Problems to solve:
1. Copy the Coverity blog post from "Okay, maybe it" up to and including "you talking about!?!?".
2. In the Coverity blog post, list the numbered statements that set out the article's logic, in order.
3. Write the next part of the Coverity blog post, starting after its last sentence.

Document passage:
START

Okay, maybe it only causes me consternation, but this is exactly the sort of thing that raises my temperature.  With the academic background of Coverity founders, one should expect a certain amount of rigor and care when it comes to analysis and conclusions, but I find myself disappointed.

Jeff, you say, what are you talking about!?!?

It’s been a while now, but you may recall a headline similar to this one, Security research suggests Linux has fewer flaws, or this one, Study: MySQL Hard on Defects.  I read these headlines and think - this is exciting, this is good stuff!  Let’s dig into these, sit at the feet of Coverity as security Padawan and learn what we can learn.

Security Research Suggests Linux has Fewer Flaws

Lets look at the first article.  It refers to a report published by Coverity called “Analysis of the Linux Kernel” that documents the results of running the Coverity source code analysis tool on various versions of the Linux kernel over four years.  (You can download this report yourself at http://linuxbugs.coverity.com, if you are willing to register with them)    Back to the article, here is a quotation from the opening paragraph:

The project found 985 bugs in the 5.7 million lines of code that make up the latest version of the Linux core operating system, or kernel. A typical commercial program of similar size usually has more than 5,000 flaws or defects, according to data from Carnegie Mellon University.

So here’s the logic (so called) then:

1.       If a normal commercial program of similar size has 5,000 flaws

2.       But, the Linux kernel has only 985 flaws, then

3.       (obviously) the Linux kernel has fewer flaw (985 < 5000 = TRUE)

So, Jeff, what’s your problem then?!?!  My problem is the second statement, which may or may not be true but should more properly be stated here as “Coverity only found 985 flaws.”  For the Linux kernel to have fewer flaws than standard commercial software, we need this to be true:  Coverity_flaws + Other_flaws < 5000.  Essentially, the article assumes the there are no flaws in the Linux kernel other than those found by Coverity (ie, Other_flaws = 0).  Call me skeptical at this point, but I think there are some checks we can make to find out of Other_flaws is truly zero.

You might be thinking, well Jeff, it isn’t Coverity’s fault if the reporter is making this assumption.  They probably have a nicely scientific and accurate report that the writer “spun” a bit for the story.  Hmmm, could be, but let’s examine the quotations by Coverity CEO Seth Hallem:

"Linux is a very good system in terms of bug density," said Seth Hallem, CEO of Coverity.

And

Hallem stressed that the research on Linux--specifically, version 2.6 of the kernel--indicated that the open-source development process produced a secure operating system.

"There are other public reports that describe the bug density of Windows, and I would say that Linux is comparable or better than Windows," he said.

Ouch, this just hurts me.  Here is a test.  Let’s say I run the Coverity tool on some piece of code with 1 million lines of code and it find 100 flaws.  What conclusions can you draw concerning bug density of the code?  Me … I can draw … no conclusions.  Well, none without making some huge assumptions.  If I assume the Coverity tool finds all existing flaws, then yes, I could talk to you about bug density.

END

Recorded data:
START

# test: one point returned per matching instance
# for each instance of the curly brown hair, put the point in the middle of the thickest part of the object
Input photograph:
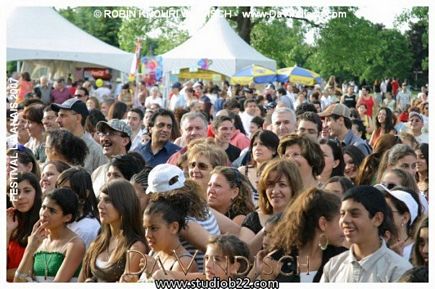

END

Task answers:
1.
Okay, maybe it only causes me consternation, but this is exactly the sort of thing that raises my temperature.  With the academic background of Coverity founders, one should expect a certain amount of rigor and care when it comes to analysis and conclusions, but I find myself disappointed.

Jeff, you say, what are you talking about!?!?

2.
1. If a normal commercial program of similar size has 5,000 flaws
2. But, the Linux kernel has only 985 flaws, then
3. (obviously) the Linux kernel has fewer flaw (985 < 5000 = TRUE)

3.
It gets better.  Based upon the Coverity research (ie, running Coverity tools on different Linux kernels over time), Hallem is able to say definitively that the 2.6 kernel is a secure operating system.  This is great for all of us and takes such a burden off my mind.  I think this means if we apply the Coverity learnings, we can probably all produce secure products.

Finally, in a firm scientific comparison with some “other public reports” (unreferenced), Hallen can conclude that Linux comparable or better than Windows.

So, it seems to me that Coverity may not be entirely blameless for the leaps of imagination taken with the report.

Study: MySQL Hard on Defects

Is the MySQL study any different in terms of assumptions and analysis.  Not in my opinion.  I downloaded the study to read and found this paragraph in the executive summary:

An analysis of the source code for the MySQL database has revealed that the code is very good quality.  The results show that the number of defects detected by the Coverity analysis system is low.  In fact, the analysis found results that are at least four time better than is typical with commercial software, even before MySQL fixed the defects that Coverity found.

Same flawed reasoning as before.  First statement not supportable from the analysis performed alone.  Second statement accurate, but not actually a proofpoint for statement 1.  Statement 3 may be technically accurate in that the number of Coverity found flaws is one-quarter of typical commercial software, but misleading unless Coverity found all flaws.

Incidentally, I did a very rough analysis of the MySQL study itself and found the following breakdown:

·         50% of content was related to the MySQL analysis

·         50% of content was Marketing content and value/benefit material concerning Coverity tools

I will leave any conclusions to the reader.

Does Coverity Find all Flaws?

So, I come to the final stretch of my Ironic Diatribe on Coverity Analysis, with the final question that answers all other questions: do Coverity tools find all flaws?  If they do, then the comparisons with “typical commercial software of similar size” are valid and I’ll bow my head and salute them in respect.  If not … then I’ll keep a keen eye out for future studies and try to get the reporter to quote my thoughts.

First, let’s see what Coverity says about their tools’ ability to find all flaws.  In the MySQL study, they say this:

Although the Coverity InspectedTM mark means that software quality is high, it does not mean that the software will be defect-free.  Notwithstanding the foregoing statement, the Coverity Inspected logo does not imply any warranty or guaranteee as to the performance of the software in the deployment environment.  Many defect types fall outside the scope of Coverity analysis.

Or, in other words, Other_flaws != Zero.  There you have it, Coverity says they don’t find all flaws and that MANY types of defects fall out of scope.

Let’s do another check, just to be sure.  Coverity analyzed MySQL 4.1.8.  Maybe Coverity does find all security flaws, if not all flaws?  We pop over the nvd.nist.gov, search for MySQL, scan down …. Hmmm.  There is CVE-2006-1517 which affects 4.1.8.  So does CVE-2006-1516.  CVE-2006-0903, maybe CVE-2006-0692, CVE-2005-2573, CVE-2005-1636, … and so on.  So, check #2 also finds that there are security flaws that don’t get found by Coverity, so their numbers should not be compared to “all typical flaws in similar size commercial code.”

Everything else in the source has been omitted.